[Task goal]: Report every line in the records below that holds the word "face".

[Dataset entries]:
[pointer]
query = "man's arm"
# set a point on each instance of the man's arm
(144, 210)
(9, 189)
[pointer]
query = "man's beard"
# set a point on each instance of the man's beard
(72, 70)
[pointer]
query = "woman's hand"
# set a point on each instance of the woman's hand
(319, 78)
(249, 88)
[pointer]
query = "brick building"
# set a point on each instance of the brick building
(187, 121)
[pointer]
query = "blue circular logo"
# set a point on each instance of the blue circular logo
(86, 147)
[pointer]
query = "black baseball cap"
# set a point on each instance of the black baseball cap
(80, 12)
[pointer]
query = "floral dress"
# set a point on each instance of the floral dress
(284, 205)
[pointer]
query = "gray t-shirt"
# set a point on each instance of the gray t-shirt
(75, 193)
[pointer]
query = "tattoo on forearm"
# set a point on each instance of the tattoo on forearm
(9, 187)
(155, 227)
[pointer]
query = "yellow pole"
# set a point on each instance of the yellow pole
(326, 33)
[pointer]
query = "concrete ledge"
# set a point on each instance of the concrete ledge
* * *
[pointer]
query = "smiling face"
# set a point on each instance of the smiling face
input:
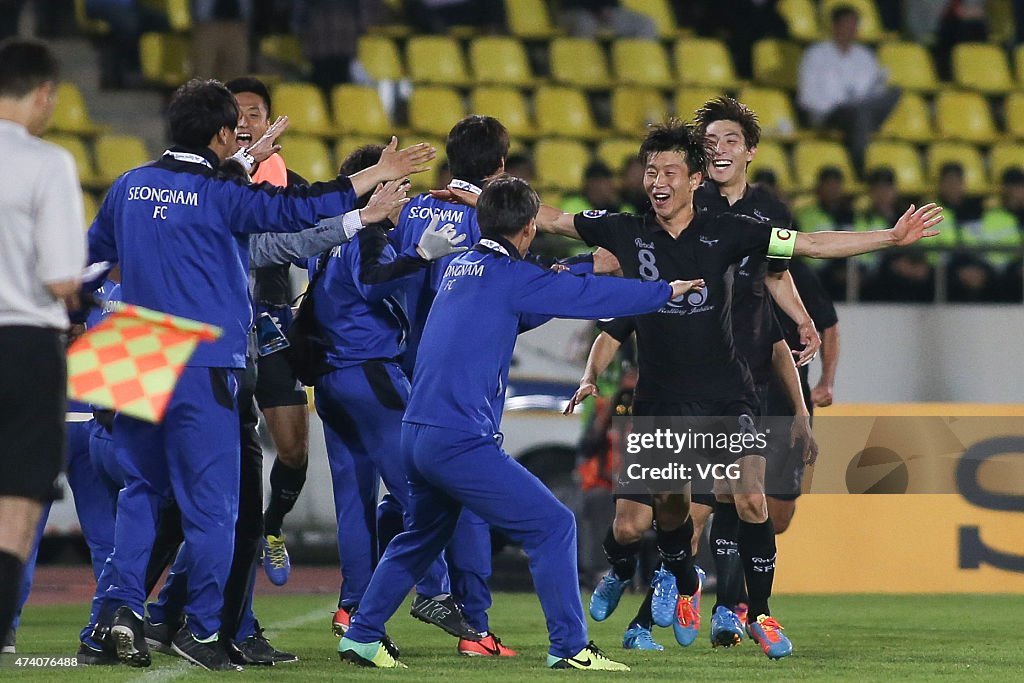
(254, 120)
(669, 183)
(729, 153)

[Result for this task]:
query = "smiling face"
# set a point on each instance of the smiling face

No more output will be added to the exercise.